══ MATERIAL FOR THIS EXERCISE ══

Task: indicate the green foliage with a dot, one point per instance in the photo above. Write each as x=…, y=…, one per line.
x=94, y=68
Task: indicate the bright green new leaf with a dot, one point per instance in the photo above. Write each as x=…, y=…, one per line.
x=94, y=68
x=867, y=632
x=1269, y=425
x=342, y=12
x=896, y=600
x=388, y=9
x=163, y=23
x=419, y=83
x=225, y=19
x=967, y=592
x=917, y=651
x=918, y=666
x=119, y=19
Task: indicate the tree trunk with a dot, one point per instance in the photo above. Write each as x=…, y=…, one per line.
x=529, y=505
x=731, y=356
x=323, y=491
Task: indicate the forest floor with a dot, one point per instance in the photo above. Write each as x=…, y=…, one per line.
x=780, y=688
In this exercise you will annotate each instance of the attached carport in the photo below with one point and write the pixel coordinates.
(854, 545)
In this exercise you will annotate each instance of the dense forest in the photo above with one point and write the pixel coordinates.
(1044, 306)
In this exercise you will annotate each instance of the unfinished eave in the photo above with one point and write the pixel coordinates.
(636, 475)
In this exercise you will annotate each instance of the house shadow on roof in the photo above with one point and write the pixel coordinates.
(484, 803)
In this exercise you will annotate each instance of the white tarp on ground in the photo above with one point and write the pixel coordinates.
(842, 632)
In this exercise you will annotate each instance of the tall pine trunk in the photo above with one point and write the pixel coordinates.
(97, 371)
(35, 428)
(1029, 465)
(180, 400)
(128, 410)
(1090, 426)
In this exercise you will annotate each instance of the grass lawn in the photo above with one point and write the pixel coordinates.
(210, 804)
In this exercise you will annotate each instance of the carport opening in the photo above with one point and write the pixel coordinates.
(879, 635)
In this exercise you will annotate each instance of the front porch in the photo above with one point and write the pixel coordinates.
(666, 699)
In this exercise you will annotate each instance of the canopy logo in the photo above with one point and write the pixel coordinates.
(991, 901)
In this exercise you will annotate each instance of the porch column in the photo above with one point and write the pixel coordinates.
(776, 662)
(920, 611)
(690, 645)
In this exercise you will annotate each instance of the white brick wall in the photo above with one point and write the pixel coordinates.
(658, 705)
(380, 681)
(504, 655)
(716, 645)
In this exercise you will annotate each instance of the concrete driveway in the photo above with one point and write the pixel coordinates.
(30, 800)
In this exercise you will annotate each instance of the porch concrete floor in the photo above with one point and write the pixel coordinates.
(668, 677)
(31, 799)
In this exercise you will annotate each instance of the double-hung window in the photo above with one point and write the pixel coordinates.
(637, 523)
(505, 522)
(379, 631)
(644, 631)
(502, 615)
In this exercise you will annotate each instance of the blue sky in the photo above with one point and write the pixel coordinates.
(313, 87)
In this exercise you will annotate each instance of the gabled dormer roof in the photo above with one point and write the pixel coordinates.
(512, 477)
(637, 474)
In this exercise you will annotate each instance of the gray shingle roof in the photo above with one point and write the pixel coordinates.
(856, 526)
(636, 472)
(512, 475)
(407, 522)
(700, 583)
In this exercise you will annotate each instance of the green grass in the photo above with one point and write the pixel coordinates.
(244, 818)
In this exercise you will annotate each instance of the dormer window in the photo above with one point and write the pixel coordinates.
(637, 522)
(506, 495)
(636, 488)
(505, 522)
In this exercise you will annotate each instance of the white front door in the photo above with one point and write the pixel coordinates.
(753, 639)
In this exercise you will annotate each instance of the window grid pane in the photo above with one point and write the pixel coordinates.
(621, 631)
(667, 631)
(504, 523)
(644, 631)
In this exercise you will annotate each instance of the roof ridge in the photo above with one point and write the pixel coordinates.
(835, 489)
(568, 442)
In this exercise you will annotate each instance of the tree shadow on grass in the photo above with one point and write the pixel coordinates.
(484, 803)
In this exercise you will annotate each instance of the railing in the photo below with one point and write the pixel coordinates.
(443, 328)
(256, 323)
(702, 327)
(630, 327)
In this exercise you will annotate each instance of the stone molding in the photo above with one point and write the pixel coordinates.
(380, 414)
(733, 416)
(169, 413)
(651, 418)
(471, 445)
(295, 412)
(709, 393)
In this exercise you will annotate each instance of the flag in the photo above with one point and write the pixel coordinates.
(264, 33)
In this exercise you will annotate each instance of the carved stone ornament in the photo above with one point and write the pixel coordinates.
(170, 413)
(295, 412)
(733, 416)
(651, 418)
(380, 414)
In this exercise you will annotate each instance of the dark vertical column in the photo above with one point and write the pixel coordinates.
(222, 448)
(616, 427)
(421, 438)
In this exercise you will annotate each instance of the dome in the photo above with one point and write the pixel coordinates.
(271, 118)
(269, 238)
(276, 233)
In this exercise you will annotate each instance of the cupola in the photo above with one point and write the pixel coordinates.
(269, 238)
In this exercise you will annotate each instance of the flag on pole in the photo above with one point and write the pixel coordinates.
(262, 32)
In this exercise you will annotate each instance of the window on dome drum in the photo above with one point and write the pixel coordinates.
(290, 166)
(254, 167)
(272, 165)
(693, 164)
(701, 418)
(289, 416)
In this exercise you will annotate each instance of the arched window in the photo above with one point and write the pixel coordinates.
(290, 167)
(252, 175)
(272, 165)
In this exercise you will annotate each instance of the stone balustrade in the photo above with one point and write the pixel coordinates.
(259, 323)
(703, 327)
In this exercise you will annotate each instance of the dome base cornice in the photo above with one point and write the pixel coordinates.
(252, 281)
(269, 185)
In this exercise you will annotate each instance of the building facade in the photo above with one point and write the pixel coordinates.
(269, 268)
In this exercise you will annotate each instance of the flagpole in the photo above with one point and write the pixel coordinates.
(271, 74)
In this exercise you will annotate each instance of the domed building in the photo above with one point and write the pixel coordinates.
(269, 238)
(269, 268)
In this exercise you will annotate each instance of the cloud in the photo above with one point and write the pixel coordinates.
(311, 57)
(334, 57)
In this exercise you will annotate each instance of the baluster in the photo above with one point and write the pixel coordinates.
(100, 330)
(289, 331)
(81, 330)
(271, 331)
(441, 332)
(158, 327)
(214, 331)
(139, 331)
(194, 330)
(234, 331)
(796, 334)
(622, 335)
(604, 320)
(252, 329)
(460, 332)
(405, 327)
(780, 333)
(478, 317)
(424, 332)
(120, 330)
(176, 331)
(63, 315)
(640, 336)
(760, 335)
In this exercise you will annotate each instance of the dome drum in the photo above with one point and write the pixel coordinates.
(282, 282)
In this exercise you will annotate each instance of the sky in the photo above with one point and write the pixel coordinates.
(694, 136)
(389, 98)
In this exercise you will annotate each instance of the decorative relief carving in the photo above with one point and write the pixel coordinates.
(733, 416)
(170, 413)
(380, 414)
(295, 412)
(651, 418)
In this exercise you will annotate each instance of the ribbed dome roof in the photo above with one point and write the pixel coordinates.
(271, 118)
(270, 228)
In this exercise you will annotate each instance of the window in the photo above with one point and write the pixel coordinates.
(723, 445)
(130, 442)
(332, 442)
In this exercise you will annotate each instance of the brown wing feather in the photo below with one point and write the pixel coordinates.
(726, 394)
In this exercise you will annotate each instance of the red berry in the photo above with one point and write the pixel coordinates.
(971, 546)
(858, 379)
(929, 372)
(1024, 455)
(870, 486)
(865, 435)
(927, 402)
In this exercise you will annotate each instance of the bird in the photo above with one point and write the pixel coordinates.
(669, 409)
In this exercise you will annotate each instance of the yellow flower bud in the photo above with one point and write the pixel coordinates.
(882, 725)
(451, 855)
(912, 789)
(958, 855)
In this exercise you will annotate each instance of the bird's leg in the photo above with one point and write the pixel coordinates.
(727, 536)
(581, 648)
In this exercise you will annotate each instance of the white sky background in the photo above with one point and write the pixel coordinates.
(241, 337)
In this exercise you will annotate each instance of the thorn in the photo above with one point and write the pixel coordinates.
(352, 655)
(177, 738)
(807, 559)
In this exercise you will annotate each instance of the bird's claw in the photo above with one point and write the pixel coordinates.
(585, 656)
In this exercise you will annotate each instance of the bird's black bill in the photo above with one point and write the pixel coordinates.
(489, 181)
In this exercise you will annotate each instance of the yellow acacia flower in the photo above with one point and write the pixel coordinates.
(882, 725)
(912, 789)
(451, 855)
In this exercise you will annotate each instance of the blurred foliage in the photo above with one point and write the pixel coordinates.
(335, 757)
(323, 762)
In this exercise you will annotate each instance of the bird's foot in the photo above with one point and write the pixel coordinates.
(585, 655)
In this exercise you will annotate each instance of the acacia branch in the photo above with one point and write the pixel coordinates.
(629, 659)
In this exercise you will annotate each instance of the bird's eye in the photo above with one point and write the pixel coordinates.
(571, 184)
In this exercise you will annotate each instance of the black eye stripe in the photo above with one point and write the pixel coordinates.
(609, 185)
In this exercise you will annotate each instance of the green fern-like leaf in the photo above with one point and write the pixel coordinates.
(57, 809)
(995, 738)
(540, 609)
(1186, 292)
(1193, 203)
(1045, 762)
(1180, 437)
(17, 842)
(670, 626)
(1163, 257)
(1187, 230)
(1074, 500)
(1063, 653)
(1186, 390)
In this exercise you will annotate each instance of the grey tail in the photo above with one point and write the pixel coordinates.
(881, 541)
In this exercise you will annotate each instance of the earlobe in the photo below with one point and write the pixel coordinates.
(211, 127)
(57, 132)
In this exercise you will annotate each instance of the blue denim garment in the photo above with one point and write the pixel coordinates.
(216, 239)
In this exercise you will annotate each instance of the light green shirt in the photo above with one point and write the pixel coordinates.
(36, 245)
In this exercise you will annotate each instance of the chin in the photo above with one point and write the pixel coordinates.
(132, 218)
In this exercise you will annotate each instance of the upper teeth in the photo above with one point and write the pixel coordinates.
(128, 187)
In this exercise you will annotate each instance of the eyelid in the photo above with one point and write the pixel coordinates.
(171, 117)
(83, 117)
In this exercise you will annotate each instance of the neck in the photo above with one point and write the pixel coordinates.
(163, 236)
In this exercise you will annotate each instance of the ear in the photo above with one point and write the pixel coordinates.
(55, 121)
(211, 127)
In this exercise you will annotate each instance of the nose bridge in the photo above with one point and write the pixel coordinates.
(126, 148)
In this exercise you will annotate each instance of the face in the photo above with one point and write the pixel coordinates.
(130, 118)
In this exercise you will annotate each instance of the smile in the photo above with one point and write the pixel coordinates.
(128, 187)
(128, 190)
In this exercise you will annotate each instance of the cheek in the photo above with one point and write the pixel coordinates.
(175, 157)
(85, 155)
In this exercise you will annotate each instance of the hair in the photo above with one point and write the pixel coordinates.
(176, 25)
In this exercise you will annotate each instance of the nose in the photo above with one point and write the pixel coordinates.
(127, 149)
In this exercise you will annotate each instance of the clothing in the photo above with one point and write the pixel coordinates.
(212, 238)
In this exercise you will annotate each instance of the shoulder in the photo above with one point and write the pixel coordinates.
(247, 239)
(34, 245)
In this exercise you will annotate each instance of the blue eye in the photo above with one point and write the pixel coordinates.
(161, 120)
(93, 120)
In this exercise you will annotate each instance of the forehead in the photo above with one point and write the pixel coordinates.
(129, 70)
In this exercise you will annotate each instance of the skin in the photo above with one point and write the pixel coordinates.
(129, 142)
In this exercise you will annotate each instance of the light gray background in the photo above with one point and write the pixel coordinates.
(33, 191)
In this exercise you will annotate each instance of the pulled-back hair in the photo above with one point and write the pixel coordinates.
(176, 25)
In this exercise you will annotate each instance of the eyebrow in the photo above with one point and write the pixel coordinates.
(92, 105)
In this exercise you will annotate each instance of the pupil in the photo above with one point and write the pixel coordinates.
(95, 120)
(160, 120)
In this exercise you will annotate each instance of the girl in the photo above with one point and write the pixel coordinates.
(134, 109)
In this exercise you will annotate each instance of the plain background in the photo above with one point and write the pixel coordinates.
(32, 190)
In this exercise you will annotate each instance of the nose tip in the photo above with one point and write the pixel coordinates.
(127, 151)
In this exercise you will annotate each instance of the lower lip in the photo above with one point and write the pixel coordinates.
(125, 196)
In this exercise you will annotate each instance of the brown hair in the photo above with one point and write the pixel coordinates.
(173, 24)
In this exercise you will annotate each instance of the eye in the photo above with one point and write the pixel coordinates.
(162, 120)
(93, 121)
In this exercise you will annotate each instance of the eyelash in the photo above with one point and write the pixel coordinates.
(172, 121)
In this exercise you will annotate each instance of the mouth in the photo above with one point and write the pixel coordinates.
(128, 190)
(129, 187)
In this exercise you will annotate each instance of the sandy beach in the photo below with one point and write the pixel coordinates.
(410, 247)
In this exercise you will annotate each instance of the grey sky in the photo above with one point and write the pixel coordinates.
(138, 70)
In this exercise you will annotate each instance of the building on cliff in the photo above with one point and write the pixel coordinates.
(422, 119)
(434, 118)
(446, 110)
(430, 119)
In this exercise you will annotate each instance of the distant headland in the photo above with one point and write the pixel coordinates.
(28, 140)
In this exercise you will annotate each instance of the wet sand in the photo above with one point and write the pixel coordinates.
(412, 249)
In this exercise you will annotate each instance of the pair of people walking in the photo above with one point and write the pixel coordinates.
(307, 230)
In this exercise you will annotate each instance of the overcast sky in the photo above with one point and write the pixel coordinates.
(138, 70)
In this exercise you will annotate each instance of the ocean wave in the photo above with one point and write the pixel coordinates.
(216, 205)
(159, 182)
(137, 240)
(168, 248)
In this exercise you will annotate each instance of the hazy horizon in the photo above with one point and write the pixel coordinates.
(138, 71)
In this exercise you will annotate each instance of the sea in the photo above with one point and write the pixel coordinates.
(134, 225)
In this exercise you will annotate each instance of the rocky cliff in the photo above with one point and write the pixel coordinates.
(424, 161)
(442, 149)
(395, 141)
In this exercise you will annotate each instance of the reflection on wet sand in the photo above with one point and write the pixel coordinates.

═══

# [TASK GOAL]
Copy out the stretch of records from the line containing "Task: indicate the forest" through the line containing "(1044, 306)", reproducing each line without change.

# [TASK RESULT]
Task: indicate the forest floor with a dot, one point per instance in the photo above. Write each as x=…, y=…, one per line.
x=780, y=688
In this exercise you will annotate each instance of the attached carport in the photo below with one point and write the pixel coordinates.
(854, 545)
In this exercise you will annotate each instance of the dense forest in the photo above with one point and write the pixel coordinates.
(1044, 306)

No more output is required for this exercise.